PROBLEM DESCRIPTION -
Please reproduce, exactly and with nothing else, every line from the one containing "the grass field" through the last line of the records below.

START RECORD SET

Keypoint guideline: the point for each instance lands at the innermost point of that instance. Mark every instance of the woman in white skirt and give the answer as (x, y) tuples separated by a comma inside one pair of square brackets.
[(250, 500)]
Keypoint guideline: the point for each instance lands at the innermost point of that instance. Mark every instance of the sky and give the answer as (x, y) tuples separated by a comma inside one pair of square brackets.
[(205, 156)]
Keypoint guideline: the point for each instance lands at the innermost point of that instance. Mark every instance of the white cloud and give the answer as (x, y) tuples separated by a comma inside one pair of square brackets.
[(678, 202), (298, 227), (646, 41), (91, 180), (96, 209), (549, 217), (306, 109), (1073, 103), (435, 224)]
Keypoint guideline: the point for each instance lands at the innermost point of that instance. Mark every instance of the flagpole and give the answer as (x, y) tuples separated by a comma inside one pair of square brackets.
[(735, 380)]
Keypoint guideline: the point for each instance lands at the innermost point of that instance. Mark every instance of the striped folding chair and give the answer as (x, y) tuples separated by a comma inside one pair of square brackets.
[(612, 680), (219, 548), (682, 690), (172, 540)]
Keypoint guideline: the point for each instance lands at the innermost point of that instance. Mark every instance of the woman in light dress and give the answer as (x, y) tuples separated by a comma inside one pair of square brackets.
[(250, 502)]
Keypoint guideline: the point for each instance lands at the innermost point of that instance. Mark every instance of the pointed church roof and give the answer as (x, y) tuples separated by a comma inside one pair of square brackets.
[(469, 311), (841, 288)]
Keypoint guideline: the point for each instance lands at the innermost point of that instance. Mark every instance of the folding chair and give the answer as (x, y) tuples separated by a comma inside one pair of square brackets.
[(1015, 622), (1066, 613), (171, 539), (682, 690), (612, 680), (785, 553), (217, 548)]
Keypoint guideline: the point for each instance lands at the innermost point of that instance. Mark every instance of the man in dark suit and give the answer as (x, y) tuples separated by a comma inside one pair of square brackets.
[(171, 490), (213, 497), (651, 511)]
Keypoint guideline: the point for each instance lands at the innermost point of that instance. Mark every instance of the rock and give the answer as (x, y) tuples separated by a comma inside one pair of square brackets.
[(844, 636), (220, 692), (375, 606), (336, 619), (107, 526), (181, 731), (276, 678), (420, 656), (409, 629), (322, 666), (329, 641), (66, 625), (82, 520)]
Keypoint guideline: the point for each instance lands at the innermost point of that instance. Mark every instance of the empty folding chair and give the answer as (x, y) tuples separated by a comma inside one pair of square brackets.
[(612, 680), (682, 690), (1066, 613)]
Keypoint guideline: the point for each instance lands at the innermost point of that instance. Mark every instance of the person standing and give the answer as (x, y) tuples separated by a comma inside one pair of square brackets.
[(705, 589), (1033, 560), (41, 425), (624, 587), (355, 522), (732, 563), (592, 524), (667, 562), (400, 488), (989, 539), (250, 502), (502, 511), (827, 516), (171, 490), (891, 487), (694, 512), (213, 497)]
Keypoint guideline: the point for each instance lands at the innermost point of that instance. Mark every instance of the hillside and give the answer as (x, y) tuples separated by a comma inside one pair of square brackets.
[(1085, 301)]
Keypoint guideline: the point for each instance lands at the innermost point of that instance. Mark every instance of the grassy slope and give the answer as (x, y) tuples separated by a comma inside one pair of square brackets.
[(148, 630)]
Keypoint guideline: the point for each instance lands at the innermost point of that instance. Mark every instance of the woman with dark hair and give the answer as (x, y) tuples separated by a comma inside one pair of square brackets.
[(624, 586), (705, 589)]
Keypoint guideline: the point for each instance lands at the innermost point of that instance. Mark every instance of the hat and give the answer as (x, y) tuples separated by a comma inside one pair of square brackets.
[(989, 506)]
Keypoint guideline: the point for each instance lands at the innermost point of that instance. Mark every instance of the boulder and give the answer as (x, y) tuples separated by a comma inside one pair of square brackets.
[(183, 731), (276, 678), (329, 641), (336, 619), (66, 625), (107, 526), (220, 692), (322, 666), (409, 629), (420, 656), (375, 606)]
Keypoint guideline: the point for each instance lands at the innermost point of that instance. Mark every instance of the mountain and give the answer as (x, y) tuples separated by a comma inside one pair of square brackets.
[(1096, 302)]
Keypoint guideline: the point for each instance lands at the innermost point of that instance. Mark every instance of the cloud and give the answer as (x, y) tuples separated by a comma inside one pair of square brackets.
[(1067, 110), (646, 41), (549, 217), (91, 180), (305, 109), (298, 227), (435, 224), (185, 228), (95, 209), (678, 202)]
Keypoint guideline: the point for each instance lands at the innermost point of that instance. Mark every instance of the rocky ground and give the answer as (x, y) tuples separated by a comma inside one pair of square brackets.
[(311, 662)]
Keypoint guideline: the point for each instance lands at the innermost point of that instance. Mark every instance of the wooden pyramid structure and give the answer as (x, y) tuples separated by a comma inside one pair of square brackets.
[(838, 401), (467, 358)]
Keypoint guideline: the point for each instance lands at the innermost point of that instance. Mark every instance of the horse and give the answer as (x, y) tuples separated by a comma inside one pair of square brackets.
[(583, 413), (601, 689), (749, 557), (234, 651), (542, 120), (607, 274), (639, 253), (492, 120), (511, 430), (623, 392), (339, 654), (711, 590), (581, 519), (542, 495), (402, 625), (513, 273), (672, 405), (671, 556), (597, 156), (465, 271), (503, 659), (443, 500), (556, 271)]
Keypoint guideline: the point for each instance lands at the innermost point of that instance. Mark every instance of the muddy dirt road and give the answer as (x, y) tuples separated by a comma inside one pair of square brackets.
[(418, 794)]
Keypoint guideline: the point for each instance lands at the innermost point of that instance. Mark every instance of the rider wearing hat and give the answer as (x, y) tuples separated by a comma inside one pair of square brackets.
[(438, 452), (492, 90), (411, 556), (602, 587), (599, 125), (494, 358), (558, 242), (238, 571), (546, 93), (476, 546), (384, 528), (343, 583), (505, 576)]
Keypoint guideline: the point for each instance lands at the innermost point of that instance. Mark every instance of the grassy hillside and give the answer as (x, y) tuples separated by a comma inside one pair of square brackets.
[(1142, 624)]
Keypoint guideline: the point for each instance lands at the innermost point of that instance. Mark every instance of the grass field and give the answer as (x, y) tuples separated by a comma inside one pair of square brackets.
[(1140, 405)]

END RECORD SET

TASK RESPONSE -
Keypoint guideline: the point for each instance lands at the innermost point of that instance. Mark every instance of the grass field and give the answer as (x, y) tuples separated by a comma inside one pair of square brackets.
[(1140, 405)]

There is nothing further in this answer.